Syrians streamed back into the ruins of the Old City of Homs on Saturday, picking through the remains of their homes and trying to come to terms with the destruction.
Thousands of people walked through the devastated streets of their former neighbourhoods, some appearing shellshocked by the scale of the damage.
The influx came a day after the last rebel holdouts left the area under an evacuation deal that handed the Old City back to the government, granting it a symbolic victory.
The pullout leaves the rebels confined to a single district on the outskirts of the central city, once dubbed "the capital of the revolution" against President Bashar al-Assad.
On Saturday, Homs provincial governor Talal Barazi declared the evacuated areas safe, after troops swept for explosives.
"Governor Talal Barazi announced that the Old City of Homs is safe and free of weapons and insurgents thanks to the sacrifices of the Syrian army," state news agency SANA said.
Residents quickly returned to see what remained of their homes, and retrieve whatever was left behind.

....

— What this task involves —
In the Homs report, list each person or organization named with a title or job description, and give that title or description as the report states it.

Dataset entries
....

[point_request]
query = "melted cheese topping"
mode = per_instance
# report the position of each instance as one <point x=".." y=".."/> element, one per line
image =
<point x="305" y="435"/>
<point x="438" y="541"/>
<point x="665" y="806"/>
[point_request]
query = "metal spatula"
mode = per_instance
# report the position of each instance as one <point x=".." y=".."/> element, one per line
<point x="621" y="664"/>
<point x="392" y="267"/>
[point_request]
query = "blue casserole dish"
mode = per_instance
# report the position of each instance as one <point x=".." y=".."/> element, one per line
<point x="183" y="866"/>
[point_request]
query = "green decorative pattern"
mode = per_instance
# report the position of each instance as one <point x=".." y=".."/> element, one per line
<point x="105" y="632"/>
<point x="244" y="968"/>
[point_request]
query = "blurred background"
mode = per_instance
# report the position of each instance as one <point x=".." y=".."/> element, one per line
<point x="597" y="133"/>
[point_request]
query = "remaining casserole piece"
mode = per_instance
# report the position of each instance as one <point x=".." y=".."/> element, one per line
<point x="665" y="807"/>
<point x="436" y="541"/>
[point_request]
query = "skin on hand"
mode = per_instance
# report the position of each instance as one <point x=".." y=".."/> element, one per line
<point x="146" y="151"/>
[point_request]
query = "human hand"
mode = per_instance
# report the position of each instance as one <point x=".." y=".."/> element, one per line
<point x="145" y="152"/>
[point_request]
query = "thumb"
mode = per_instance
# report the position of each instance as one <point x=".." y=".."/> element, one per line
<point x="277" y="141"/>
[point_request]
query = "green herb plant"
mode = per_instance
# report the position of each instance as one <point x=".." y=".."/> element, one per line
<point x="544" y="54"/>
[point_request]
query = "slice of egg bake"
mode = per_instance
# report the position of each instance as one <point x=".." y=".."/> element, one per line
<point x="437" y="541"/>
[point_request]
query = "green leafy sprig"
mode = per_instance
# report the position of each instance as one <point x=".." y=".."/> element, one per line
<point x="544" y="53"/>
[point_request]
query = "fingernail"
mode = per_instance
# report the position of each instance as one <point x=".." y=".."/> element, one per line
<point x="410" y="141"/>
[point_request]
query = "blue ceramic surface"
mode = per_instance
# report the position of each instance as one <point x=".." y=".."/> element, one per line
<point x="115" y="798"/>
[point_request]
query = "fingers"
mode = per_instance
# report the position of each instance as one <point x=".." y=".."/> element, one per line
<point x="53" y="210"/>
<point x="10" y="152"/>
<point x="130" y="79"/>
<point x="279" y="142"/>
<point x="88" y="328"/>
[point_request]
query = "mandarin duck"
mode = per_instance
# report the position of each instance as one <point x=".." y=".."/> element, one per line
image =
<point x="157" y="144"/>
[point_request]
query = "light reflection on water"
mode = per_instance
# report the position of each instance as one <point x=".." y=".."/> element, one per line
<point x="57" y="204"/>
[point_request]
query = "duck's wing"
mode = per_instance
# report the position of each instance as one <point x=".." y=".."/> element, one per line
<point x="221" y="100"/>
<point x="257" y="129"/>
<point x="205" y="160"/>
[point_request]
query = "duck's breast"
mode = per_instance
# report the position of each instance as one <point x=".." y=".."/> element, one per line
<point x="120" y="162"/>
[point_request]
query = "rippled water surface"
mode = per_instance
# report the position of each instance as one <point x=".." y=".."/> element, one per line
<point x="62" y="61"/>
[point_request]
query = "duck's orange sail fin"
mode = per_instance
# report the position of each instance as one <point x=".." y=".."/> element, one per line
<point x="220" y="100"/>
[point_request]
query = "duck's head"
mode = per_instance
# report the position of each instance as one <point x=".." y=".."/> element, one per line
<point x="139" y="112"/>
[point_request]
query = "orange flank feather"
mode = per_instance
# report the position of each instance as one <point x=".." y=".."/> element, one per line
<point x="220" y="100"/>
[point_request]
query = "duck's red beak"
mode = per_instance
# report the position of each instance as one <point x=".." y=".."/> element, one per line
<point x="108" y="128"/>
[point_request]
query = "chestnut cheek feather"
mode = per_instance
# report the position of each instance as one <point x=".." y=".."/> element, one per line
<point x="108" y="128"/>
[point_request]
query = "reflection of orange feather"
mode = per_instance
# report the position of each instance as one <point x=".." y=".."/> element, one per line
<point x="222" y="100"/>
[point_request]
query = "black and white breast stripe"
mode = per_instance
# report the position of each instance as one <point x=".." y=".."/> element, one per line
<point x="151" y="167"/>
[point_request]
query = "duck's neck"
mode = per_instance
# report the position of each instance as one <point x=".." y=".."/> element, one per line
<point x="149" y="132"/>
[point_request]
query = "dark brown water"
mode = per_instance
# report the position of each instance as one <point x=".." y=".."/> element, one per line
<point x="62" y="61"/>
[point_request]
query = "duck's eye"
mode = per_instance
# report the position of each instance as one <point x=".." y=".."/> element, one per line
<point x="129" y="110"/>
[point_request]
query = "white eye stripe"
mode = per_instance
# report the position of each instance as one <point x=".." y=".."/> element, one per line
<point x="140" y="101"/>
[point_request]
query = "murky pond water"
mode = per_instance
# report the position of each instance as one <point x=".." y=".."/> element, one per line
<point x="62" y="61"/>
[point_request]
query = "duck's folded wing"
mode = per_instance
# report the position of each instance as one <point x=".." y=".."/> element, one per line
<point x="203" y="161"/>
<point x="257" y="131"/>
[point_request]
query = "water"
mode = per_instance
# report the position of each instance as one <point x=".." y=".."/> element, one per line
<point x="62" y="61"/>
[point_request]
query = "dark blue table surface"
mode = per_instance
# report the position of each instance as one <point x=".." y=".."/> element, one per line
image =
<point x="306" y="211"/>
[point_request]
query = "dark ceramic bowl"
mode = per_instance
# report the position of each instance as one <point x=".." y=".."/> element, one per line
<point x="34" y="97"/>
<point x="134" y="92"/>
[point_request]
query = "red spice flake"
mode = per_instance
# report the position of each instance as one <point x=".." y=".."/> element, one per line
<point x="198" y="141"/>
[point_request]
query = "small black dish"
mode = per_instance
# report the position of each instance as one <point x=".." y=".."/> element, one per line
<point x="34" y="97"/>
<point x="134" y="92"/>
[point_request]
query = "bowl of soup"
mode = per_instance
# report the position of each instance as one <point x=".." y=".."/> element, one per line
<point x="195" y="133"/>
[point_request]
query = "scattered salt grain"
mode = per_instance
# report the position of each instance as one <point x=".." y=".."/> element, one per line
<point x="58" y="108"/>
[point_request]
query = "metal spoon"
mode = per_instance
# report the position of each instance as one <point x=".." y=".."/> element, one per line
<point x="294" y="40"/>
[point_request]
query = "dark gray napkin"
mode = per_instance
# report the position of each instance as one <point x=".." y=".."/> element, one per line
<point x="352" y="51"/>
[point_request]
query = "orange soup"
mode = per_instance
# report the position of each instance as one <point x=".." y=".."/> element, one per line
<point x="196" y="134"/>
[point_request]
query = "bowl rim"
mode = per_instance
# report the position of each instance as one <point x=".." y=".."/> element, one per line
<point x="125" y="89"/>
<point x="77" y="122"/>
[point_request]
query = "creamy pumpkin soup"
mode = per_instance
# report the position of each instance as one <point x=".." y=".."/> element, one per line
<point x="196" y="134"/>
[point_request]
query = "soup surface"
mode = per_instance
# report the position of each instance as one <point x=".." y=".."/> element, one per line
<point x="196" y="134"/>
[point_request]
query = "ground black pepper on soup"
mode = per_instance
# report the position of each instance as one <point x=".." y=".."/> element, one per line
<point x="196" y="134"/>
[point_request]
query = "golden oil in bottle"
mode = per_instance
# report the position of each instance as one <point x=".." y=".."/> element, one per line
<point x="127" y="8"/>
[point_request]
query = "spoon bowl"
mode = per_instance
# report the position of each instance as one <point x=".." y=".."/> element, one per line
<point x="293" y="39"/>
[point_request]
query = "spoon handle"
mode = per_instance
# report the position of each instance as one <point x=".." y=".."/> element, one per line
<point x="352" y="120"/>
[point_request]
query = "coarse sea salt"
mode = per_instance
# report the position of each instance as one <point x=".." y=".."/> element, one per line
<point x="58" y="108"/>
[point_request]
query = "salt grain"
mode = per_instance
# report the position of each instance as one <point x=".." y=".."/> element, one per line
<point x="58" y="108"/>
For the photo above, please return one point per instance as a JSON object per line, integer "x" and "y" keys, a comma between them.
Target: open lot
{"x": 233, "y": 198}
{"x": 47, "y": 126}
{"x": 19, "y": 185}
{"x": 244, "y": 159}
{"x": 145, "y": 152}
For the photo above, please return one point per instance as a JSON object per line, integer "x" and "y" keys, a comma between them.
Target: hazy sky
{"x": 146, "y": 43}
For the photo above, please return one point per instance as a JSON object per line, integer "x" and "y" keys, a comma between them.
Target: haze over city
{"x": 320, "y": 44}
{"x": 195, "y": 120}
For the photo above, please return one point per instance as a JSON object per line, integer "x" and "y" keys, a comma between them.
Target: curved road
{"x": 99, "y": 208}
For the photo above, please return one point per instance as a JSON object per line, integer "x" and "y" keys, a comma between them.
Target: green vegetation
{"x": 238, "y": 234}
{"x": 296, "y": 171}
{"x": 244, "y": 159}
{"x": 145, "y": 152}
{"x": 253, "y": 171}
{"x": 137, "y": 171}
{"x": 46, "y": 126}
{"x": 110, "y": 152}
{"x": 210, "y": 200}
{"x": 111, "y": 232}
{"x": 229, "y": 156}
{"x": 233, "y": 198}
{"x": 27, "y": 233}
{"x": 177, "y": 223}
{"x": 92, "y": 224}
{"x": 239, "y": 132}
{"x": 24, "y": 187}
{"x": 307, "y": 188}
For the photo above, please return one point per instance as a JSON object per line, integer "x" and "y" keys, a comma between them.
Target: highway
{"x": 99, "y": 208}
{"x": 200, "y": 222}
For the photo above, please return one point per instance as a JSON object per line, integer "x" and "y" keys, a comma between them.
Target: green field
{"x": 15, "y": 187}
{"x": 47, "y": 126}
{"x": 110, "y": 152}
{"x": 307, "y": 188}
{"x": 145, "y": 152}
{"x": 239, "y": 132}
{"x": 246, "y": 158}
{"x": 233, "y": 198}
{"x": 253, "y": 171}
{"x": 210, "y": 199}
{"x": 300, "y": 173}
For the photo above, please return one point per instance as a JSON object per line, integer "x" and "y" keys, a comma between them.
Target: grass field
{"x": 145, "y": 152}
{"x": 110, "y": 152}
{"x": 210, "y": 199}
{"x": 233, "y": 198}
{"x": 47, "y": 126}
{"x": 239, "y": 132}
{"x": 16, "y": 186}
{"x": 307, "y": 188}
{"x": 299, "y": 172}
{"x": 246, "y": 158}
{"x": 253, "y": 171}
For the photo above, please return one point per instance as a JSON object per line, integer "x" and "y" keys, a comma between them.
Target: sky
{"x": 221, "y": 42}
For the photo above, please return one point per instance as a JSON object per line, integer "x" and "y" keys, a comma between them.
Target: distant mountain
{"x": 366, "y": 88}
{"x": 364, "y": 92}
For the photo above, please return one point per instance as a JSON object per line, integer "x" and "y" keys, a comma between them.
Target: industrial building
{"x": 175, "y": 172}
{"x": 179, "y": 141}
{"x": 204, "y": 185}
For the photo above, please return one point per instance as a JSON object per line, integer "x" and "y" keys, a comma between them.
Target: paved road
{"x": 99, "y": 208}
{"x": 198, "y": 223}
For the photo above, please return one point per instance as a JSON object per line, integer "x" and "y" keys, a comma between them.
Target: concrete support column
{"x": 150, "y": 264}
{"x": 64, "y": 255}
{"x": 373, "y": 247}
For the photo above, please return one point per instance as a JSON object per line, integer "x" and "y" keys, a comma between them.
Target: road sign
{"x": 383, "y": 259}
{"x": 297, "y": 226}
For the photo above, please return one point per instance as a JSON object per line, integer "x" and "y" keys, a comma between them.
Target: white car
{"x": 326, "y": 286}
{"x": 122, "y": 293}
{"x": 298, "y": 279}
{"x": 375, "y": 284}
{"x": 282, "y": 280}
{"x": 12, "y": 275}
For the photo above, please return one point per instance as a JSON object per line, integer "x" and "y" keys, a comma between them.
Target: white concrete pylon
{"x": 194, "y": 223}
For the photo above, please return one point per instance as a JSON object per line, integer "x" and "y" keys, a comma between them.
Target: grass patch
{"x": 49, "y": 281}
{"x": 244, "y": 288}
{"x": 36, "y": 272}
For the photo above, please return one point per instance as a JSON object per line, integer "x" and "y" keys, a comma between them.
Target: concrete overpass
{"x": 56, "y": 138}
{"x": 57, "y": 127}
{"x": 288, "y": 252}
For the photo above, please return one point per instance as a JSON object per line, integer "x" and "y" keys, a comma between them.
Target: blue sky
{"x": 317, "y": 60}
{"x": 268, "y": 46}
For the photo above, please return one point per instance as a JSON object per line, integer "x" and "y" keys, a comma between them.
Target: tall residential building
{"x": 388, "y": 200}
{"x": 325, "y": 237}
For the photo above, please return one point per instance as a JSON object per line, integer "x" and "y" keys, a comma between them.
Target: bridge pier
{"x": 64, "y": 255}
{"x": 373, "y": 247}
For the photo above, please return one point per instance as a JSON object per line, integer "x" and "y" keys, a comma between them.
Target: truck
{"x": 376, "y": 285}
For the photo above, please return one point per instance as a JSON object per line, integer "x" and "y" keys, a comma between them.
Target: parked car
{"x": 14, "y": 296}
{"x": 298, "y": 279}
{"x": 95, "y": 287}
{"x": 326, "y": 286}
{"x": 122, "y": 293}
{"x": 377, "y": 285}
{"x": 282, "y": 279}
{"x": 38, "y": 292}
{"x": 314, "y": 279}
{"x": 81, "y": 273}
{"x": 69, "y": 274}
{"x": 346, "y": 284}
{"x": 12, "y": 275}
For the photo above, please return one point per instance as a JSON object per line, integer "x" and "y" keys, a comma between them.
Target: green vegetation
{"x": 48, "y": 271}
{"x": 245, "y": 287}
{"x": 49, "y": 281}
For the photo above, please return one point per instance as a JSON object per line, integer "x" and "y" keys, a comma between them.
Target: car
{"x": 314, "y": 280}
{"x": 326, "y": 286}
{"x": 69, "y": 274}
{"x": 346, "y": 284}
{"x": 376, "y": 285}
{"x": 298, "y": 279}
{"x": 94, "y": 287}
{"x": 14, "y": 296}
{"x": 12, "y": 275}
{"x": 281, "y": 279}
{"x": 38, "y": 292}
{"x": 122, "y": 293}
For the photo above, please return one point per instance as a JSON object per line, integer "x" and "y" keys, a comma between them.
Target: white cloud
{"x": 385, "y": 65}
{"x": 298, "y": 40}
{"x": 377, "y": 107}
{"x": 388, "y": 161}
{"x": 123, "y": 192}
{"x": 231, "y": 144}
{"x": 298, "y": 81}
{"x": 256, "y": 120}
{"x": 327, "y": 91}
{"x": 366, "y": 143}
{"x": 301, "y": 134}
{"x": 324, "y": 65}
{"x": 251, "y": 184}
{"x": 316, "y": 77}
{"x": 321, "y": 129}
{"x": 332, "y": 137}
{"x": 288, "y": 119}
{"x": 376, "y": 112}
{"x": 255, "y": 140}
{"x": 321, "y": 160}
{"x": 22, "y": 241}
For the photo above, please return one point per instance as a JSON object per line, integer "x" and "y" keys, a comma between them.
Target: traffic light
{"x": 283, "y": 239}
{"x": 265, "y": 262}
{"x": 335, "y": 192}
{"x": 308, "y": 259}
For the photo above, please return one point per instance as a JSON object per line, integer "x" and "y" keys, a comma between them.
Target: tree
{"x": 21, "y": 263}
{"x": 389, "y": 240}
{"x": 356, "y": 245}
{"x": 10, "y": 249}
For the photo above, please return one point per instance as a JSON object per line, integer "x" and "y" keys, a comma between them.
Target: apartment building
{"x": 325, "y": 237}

....

— Solution —
- Bashar al-Assad: President
- Talal Barazi: Homs provincial governor
- SANA: state news agency